SHORT EXERCISE 1>
Please show each line of the records below that contains the string "face", copying every such line in full. Matching is case-sensitive.

Sign in problem.

How do I sign into the German ebay? It won't take my password.

Accepted Solutions (1)

Accepted Solutions (1)

Really? Hmm. The German alphabet has those fun accents on certain letters, could your keyboard be misinterpreting the characters? Have you signed into https://www.ebay.de before without problem or is this the first time? 

Answers (6)

Answers (6)

Apologies. Image did not attach properly. Text as follows.

 

Achtung..Das machine is nicht fur Gefingerpoken und mittengraben. Is easy schnappen der Springenwerk blowenfusen und poppencorken mit spitzensparken. Ist nicht fur gerwerken by dummkopfen. Das rubbernecken sightseeren keepen den hands in das pockets. Relaxen and watch das blinkinlights.

 

-CM

Hi -- I am fluent in German, but without knowing what you're using to sign in (please do not reveal your actual password!), it's hard to know what the problem is. 

 

Is this a password you've used before on the German eBay site?  Is it an English word or words, or just a random string of characters such as the ones that are generated by eBay itself? 

 

German uses the Roman alphabet, with umlauts (double-dots above certain vowels) and the occasional "scharfes S" (a sort of squiggly-looking character like a cursive capital "B") thrown in.  Otherwise it is the same alphabet as English, so any ordinary English word should work.

DATASET RECORDS>
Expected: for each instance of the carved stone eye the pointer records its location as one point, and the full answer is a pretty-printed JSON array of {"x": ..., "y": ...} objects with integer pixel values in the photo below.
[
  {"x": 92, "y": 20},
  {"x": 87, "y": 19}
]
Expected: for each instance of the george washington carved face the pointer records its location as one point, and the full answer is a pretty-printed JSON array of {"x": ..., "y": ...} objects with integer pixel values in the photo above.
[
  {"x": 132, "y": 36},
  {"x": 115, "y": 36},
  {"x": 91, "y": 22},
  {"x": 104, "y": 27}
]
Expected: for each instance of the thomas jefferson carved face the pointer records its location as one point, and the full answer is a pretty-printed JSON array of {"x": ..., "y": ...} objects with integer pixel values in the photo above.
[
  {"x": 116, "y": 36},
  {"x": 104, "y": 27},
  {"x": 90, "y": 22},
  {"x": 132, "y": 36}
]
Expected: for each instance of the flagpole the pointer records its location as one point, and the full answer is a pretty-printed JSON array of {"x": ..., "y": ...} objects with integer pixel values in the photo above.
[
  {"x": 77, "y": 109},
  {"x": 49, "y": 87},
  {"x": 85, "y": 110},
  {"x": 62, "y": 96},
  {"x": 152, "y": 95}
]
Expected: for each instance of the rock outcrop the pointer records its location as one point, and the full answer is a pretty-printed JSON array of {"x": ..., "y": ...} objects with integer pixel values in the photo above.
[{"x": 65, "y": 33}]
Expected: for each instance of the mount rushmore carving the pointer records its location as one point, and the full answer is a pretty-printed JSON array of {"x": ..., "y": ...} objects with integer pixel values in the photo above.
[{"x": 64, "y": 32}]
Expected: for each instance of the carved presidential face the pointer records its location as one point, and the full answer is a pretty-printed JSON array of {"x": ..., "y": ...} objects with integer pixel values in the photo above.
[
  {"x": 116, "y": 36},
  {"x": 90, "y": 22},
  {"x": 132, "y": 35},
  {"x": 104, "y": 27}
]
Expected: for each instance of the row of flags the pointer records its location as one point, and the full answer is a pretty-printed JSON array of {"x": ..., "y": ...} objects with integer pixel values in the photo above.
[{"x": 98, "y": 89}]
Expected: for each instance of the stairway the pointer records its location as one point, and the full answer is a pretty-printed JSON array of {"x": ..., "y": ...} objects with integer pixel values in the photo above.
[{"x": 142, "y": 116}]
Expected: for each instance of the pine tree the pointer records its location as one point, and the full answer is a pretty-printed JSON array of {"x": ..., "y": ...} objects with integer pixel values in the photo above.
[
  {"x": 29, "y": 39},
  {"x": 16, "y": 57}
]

SHORT EXERCISE 2>
According to the forum thread, what does the "scharfes S" look like?

CORRECT RESPONSE 1>
Expected: for each instance of the george washington carved face the pointer records its location as one point, and the full answer is a pretty-printed JSON array of {"x": ..., "y": ...} objects with integer pixel values in the photo above.
Expected: for each instance of the thomas jefferson carved face the pointer records its location as one point, and the full answer is a pretty-printed JSON array of {"x": ..., "y": ...} objects with integer pixel values in the photo above.
Expected: for each instance of the carved presidential face the pointer records its location as one point, and the full answer is a pretty-printed JSON array of {"x": ..., "y": ...} objects with integer pixel values in the photo above.

CORRECT RESPONSE 2>
It is a squiggly-looking character like a cursive capital "B".